BRIEF: In the passage on tumor-secreted GRP78, which protein was identified as the receptor responsible for secreted GRP78 entering RAW264.7 cells?
(PASSAGE Opens)
Tumor-secreted GRP78 could enter into RAW264.7 and THP-1 cells without locating on the plasma membrane to transfer signals into cells. By using pharmacological inhibitors to interrupt the function of different endocytic axis, we confirmed that both phagocytosis and clathrin, caveolin-1 and micropinocytosis-mediated endocytosis pathways are involved in the internalization of secreted GRP78 into cells (Figure 7F). Furthermore, we identified Ajuba as a receptor that was responsible for secreted GRP78 internalization into RAW264.7 cells (Figure 7F). Finally, our study established that internalized GRP78 could escape from endosomes, and translocate into the mitochondrion and endoplasmic reticulum for more than 6 h (Figure 7F). This study not only reveals an pro-survival strategy of tumor cells which secrete proteins to swiftly educate stromal cells such as macrophages to form an adaptive microenvironment, but also provides theoretical foundation for improving stroma-targeted therapies in cancer treatment.
MATERIALS AND METHODS
Reagents and antibodies
RPMI-1640 medium, Dulbecco,s modified Eagle,s (DMEM) medium, DMEM / F-12 1:1 medium and fetal bovine serum (FBS) were from GIBCO (Grand Island, NY). Colchicine, sodium azide, Amiloride, monodansylcadaverin (MDC), sucrose, Hepes, ammonium chloride (NH4Cl), chlorpromazine(CPZ) and Streptavidin-Agarose were obtained from Sigma (St. Louis, MO). Nystatin was from Sangon Biotech (Shanghai, China). His antibody was from Abcam (Cambridge, UK). Antibodies for clathrin and Caveolin-1 were obtained from Proteintech (Chicago, USA). GAPDH was from Bioworld Technology (Minneapolis, MN). Caveolin-2 antibody was obtained from Bioss (Peking, China). Antibodies against LAMP1 and EEA1 were purchased from Cell Signaling Technology (Danvers, USA). FITC- and TRITC- secondary antibodies as well as ER-Tracker, Mito-Tracker, Lyso-Tracker and DTSSP were obtained from Thermo (Carlsbad, CA). Golgi-Tracker Red and DiI were purchased from Beyotime Institute of Biotechnology (Shanghai, China). FITC- and biotin- labelling kits were obtained from Elabscience Biotechnology Co.,Ltd (Wuhan, China). PE-streptavidin was from Biolegend (California, USA). Rhodamine was obtained from Cytoskeleton, lnc. (Colorado, USA).
Human colon carcinoma DLD1, human cervical cancer HeLa, African Green Monkey kidney COS-7 and human normal colon epithelial FHC cell lines were obtained from the American Type Culture Collection and cultured in RPMI-1640 medium supplemented with 10% FBS and 1% penicillin-streptomycin at 37° C in a humidified tissue culture incubator containing 5% CO2. Human normal colonic mucosa FHC was cultured in DMEM / F12 1:1 medium supplemented with 10% FBS, and the murine macrophage RAW264.7 was cultured in DMEM medium supplemented with 10% FBS.
His-tagged GRP78 was produced in accordance with our laboratory protocol . Purified His-GRP78 was labelled with fluorescein FITC/biotin according to the manufacturer’s instructions (Elabscience).
(PASSAGE Closes)
(MATERIAL SHOWN Opens)
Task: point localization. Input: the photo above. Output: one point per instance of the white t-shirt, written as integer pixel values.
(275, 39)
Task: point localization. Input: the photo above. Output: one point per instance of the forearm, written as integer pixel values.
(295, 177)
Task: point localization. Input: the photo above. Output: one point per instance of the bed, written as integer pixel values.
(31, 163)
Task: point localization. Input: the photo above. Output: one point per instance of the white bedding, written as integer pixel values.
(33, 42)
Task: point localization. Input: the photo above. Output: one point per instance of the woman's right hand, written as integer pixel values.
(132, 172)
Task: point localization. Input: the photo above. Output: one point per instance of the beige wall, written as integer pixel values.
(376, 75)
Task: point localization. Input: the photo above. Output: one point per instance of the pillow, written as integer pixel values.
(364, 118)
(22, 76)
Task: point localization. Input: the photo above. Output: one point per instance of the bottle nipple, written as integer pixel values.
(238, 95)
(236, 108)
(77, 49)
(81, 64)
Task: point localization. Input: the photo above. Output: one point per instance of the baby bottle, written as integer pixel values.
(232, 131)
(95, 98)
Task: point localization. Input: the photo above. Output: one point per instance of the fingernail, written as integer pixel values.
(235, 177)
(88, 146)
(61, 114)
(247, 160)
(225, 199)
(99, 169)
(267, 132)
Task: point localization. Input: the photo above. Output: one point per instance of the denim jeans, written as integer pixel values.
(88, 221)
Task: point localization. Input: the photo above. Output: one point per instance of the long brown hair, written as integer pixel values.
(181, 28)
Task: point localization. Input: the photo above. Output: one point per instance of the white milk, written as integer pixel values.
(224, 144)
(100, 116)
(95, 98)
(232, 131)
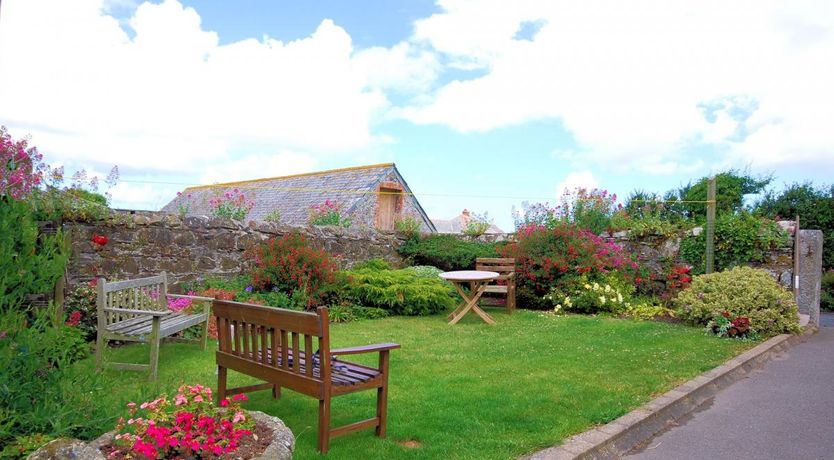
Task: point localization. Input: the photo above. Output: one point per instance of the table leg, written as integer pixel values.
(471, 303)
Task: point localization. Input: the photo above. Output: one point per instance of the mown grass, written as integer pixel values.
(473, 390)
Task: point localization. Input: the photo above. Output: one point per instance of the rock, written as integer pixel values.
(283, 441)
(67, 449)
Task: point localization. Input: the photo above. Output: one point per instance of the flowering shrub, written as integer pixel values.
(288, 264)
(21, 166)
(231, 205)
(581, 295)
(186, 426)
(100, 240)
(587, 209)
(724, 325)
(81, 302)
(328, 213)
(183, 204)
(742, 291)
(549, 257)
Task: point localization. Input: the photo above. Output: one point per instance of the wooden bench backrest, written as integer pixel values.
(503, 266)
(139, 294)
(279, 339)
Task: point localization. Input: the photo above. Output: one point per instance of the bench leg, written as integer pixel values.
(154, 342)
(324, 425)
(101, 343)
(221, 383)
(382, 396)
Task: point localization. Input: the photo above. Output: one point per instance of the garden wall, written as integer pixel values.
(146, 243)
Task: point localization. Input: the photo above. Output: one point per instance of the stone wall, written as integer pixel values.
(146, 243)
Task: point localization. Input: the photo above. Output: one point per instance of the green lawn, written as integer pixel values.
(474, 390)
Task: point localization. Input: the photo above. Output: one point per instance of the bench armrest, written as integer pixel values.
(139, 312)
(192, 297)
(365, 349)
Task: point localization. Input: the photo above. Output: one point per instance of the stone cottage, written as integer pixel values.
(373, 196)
(MATERIAL SHOWN Closes)
(MATERIAL SHOWN Opens)
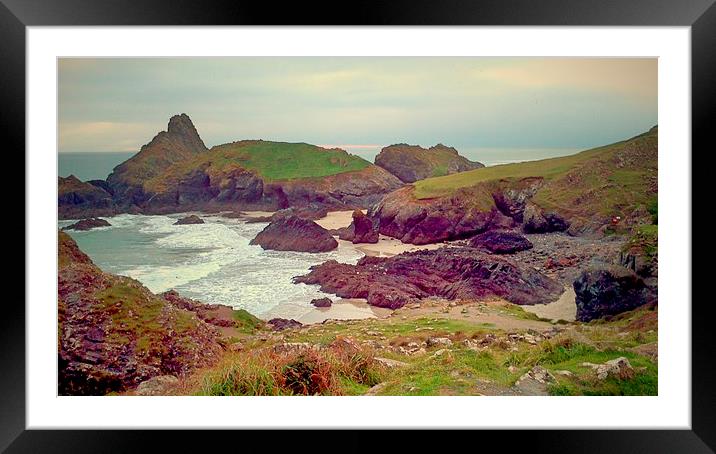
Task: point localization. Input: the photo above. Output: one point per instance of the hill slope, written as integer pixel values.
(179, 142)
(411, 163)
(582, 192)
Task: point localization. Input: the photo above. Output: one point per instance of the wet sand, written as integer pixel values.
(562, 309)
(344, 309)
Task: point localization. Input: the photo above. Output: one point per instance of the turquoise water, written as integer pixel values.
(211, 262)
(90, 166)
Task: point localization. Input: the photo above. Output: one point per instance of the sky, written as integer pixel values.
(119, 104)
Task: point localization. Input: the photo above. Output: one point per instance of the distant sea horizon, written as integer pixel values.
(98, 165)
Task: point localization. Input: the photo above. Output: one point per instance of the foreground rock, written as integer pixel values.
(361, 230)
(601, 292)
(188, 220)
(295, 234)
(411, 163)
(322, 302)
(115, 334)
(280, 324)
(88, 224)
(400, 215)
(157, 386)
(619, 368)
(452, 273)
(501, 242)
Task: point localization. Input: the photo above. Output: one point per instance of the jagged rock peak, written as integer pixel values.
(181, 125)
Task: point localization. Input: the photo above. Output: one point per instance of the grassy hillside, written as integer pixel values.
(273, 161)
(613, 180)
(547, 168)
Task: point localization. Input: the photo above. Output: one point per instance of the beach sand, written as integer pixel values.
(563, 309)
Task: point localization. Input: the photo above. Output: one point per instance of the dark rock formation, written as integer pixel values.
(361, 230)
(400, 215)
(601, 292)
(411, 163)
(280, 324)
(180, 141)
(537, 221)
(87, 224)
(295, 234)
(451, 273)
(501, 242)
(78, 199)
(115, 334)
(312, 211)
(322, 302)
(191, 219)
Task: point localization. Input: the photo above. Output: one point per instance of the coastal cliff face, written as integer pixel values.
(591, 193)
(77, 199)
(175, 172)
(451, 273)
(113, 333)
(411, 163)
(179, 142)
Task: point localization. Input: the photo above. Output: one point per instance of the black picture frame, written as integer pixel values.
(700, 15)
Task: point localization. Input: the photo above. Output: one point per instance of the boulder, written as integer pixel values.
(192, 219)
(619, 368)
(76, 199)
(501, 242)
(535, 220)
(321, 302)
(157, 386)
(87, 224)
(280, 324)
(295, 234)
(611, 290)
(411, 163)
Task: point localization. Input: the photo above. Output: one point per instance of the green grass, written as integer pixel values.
(MATERIAL SHOWN Closes)
(MATERIAL SHOWN Opens)
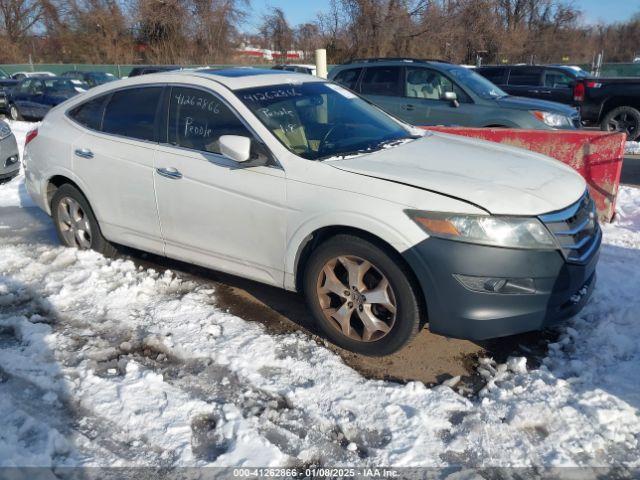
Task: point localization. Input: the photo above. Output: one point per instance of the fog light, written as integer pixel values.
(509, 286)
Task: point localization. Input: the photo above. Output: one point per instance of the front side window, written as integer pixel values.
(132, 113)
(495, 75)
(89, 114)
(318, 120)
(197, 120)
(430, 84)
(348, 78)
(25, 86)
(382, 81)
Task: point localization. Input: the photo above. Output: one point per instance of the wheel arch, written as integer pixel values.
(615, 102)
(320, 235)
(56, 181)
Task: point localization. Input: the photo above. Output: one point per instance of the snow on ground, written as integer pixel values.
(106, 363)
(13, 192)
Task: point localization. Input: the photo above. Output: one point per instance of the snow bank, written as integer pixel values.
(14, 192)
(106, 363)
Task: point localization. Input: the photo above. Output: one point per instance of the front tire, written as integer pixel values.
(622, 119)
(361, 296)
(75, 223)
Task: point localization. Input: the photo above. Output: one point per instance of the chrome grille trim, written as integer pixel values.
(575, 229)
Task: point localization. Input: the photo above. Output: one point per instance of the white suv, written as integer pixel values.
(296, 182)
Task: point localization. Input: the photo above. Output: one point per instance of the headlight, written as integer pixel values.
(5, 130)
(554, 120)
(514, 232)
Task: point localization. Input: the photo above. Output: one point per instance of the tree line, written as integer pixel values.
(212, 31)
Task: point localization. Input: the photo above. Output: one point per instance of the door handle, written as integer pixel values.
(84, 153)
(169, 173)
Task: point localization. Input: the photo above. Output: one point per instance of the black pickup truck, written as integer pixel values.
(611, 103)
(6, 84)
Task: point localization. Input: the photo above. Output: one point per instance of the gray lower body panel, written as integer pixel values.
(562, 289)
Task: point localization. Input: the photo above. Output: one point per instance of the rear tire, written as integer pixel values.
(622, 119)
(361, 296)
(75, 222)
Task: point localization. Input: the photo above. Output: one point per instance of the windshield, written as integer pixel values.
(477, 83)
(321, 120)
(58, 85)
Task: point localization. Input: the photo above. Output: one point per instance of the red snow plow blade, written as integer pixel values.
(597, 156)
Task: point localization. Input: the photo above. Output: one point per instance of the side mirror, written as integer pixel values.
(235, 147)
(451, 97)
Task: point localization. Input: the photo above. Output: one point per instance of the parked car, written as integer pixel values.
(MATERIAL SHOWN Closes)
OUTPUT FOR THIS TASK: Ajuba